[[ EXCERPTED TEXT open ]]

One of Australia’s biggest building companies has collapsed into administration as unions seek assurances that workers will be looked after.
On Thursday morning, Deloitte announced Probuild’s South African parent, Wilson Bayly Holmes-Ovcon, had placed it into voluntary administration at 10pm Wednesday.
Two other businesses under WBHO Australia – Monaco Hickey and WBHO Infrastructure – have also been placed into administration.
Deloitte’s turnaround and restructuring partners Sal Algeri, Jason Tracy, Matt Donnelly and David Orr have been appointed administrators.
Mr Algeri said the pandemic had created challenging trading conditions for the parent company.
“Our immediate focus will be to undertake an urgent assessment of the entities’ financial positions and work with key stakeholders to stabilise the business and projects where possible,” he said in a statement.
“We will assess options to preserve value, and engage closely with creditor groups and other stakeholders across the spectrum, including clients, employees, unions, suppliers, contractors and sub-contractors.
“We will also also be commencing a sale and recapitalisation process in order secure a new owner for the businesses.”
Established in 1987, Probuild is a major design, construction and project management group operating in most states, including NSW, Victoria, Queensland and Western Australia.
Led by group managing director Luke Stambolis, it employs more than 1000 people as well as contract trade workers to build offices, residential buildings, and shopping centres and other key infrastructure.

[[ EXCERPTED TEXT closed ]]

YOUR TASKS.
a: Name every person the article about Probuild's collapse says has been appointed administrator.
b: Write a continuation of the article about Probuild's collapse into administration, beginning after its final sentence.
The lines placed after this article about Probuild's collapse have no connection to it.

[[ SUPPLIED ENTRIES open ]]

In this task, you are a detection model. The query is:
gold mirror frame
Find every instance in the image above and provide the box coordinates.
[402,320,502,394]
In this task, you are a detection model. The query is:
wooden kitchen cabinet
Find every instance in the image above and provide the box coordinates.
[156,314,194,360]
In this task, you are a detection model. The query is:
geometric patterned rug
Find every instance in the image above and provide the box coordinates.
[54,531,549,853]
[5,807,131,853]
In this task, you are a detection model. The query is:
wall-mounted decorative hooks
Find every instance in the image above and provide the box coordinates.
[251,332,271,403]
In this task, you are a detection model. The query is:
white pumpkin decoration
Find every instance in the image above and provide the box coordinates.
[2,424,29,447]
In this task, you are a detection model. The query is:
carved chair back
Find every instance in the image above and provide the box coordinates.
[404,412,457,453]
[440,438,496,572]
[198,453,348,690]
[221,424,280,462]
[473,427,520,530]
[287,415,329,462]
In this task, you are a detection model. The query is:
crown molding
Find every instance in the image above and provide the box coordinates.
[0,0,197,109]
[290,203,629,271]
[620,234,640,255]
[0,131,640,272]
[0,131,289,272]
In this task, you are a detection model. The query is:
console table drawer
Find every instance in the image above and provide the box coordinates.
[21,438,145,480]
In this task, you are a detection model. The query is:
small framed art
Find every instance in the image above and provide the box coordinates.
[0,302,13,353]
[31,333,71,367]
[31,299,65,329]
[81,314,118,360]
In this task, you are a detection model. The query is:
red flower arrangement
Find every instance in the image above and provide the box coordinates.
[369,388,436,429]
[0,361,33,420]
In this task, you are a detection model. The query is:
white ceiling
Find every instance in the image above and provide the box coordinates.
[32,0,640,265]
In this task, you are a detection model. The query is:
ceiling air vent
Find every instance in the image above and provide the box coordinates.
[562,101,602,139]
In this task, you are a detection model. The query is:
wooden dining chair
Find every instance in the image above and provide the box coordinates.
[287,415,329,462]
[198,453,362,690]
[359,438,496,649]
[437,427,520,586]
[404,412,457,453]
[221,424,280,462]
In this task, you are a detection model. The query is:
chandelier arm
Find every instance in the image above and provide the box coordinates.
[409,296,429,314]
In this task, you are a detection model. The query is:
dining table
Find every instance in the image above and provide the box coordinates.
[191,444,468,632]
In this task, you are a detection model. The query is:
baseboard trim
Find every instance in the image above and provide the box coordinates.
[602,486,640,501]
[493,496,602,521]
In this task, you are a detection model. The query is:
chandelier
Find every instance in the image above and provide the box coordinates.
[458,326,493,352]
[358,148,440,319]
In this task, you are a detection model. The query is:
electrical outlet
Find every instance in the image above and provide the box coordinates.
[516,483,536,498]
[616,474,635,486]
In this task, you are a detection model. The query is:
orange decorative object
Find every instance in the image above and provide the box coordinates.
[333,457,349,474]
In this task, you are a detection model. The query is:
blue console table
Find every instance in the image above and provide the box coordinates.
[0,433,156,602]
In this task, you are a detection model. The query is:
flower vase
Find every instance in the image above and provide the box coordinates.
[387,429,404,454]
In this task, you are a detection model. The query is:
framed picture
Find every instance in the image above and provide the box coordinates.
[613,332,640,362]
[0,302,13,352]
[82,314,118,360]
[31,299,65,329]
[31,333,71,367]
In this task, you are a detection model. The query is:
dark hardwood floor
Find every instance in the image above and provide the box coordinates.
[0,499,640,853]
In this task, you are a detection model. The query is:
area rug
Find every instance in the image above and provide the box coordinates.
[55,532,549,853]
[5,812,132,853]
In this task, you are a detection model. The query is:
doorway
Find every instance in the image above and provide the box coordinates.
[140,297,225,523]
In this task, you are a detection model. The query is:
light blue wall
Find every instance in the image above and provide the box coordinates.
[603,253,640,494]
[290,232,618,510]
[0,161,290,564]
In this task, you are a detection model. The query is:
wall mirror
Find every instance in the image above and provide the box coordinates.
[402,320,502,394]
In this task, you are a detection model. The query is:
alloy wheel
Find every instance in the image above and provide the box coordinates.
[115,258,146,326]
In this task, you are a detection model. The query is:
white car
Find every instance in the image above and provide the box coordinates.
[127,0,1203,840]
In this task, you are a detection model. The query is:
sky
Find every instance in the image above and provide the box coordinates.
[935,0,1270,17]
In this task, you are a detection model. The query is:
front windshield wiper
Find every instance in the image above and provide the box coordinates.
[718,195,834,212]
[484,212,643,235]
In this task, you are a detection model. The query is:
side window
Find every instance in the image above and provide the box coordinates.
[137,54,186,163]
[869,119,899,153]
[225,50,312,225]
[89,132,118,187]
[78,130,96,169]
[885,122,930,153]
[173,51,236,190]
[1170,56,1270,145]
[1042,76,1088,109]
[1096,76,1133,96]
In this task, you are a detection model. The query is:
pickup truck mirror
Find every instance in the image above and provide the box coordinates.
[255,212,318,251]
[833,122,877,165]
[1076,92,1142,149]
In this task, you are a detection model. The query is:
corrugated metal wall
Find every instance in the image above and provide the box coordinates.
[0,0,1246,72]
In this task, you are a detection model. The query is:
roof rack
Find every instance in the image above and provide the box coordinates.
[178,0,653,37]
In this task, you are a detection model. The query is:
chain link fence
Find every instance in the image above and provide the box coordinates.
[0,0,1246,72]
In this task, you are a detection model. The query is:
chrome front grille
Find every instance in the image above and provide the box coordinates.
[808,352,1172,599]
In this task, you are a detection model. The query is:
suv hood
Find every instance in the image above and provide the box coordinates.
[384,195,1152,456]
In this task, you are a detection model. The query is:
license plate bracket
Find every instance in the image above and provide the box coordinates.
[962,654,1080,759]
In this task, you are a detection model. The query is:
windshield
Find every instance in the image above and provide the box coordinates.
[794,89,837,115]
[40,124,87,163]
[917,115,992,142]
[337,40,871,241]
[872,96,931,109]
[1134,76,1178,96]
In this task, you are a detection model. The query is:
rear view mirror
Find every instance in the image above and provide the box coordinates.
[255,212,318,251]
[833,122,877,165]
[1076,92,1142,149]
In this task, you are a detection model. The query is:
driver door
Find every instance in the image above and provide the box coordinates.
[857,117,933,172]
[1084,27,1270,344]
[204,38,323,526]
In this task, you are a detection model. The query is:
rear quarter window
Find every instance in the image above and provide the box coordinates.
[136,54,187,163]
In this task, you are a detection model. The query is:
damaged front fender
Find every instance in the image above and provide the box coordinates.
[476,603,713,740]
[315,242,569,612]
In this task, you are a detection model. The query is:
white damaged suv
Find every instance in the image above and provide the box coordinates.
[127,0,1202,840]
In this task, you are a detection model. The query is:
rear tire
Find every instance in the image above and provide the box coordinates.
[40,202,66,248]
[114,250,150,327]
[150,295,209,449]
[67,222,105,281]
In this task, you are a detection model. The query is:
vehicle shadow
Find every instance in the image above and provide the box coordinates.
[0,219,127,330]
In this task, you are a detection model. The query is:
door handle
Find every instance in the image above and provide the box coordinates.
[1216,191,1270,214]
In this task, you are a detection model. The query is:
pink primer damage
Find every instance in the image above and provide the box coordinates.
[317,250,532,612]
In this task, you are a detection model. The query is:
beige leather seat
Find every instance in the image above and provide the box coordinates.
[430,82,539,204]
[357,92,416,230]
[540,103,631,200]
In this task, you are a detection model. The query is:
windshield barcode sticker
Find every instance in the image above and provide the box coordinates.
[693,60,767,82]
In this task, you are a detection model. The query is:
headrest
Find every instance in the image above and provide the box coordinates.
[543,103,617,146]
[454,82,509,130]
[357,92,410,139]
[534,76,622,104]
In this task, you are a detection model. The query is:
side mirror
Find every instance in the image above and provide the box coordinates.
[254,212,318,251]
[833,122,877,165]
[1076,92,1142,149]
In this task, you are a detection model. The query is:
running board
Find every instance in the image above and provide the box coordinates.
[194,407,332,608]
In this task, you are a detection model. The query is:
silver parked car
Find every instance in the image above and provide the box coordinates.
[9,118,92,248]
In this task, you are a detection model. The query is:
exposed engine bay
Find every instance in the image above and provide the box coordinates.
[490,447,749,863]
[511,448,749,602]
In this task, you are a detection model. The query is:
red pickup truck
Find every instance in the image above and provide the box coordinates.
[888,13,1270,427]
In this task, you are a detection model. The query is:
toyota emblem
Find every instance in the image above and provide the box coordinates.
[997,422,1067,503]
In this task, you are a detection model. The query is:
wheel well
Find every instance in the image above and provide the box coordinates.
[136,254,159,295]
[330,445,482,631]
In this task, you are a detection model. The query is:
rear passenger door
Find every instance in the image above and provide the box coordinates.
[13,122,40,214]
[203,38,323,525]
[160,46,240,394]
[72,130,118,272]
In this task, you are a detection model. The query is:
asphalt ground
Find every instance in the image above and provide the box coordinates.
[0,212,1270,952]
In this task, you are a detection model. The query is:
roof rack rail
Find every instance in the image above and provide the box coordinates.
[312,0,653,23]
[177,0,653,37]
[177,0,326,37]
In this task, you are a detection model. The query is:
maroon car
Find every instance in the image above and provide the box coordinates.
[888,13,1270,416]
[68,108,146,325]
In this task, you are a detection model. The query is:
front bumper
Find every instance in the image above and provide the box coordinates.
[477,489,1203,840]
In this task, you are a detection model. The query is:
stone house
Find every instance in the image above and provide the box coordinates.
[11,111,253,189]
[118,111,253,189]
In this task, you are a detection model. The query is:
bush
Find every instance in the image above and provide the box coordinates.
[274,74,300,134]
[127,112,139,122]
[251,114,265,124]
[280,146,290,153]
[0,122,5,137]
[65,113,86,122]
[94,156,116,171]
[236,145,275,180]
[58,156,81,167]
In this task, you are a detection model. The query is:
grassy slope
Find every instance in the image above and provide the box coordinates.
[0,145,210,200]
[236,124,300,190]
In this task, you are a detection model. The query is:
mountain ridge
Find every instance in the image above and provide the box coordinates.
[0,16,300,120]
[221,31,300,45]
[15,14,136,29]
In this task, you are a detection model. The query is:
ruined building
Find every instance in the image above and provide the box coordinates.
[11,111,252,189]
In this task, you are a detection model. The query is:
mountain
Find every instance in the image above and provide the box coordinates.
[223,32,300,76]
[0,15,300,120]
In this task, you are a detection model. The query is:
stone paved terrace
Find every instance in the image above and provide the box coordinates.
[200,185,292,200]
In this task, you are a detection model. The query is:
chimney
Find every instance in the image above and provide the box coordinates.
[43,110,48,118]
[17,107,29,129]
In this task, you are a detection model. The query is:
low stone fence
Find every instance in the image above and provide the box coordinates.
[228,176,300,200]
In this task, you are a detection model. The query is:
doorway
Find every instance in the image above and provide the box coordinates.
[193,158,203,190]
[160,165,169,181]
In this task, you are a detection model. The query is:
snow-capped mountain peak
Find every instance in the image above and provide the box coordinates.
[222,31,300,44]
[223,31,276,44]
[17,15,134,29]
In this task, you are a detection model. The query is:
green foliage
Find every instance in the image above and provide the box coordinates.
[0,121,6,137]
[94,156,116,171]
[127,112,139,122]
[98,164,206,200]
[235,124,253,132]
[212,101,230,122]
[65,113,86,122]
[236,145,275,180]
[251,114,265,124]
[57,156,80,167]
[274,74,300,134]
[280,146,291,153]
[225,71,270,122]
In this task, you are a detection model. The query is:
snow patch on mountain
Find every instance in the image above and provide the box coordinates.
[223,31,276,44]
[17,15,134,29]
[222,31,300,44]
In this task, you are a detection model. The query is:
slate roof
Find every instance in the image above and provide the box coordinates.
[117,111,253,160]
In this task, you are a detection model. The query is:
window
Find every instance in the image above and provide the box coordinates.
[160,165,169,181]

[[ SUPPLIED ENTRIES closed ]]

SOLVED PROBLEMS.
a: Sal Algeri, Jason Tracy, Matt Donnelly, David Orr

b:
Probuild is managing at least a dozen major projects across Victoria, NSW, Queensland and WA.
The construction union is trying to establish the company’s situation and the likely impact on workers.
“The union will work to ensure the interests of our members in the construction industry are made the primary consideration,” the CFMEU said.
WBHO has blamed the Australian government’s management of the pandemic and the impact on the construction market for its decision to cut off its Australian business.
“The Australian government’s hard-line approach of managing COVID-19 … has had a considerable impact on property markets,” it said.
“The impact of lockdown restrictions on the retail, hotel and leisure and commercial office sectors of building markets … have significantly reduced demand and delayed the award of new projects in these key sectors of the construction industry.”
At the same time, “the potential risk on large mega-building projects outweighs the current margins available”.
“The Australian businesses have not been able to complete projects on time and not been able to recover variation and delay claims, resulting in material losses in the financial period to date,” it said.
WBHO told the Johannesburg stock exchange that effective February 22, it would no longer provide support to the Australian business and prepare the way to put it into administration.
The company confirmed it had tried to sell Probuild in 2020 to a third party. Australian Foreign Investment Review Board approval could not be secured.
The construction industry has faced shortages of key materials and increased costs during the pandemic, compounded by a lack of skilled workers.
In 2020, another major builder Grocon went into administration after a legal stoush with government agency Infrastructure NSW over its Central Barangaroo project in Sydney torpedoed its balance sheet.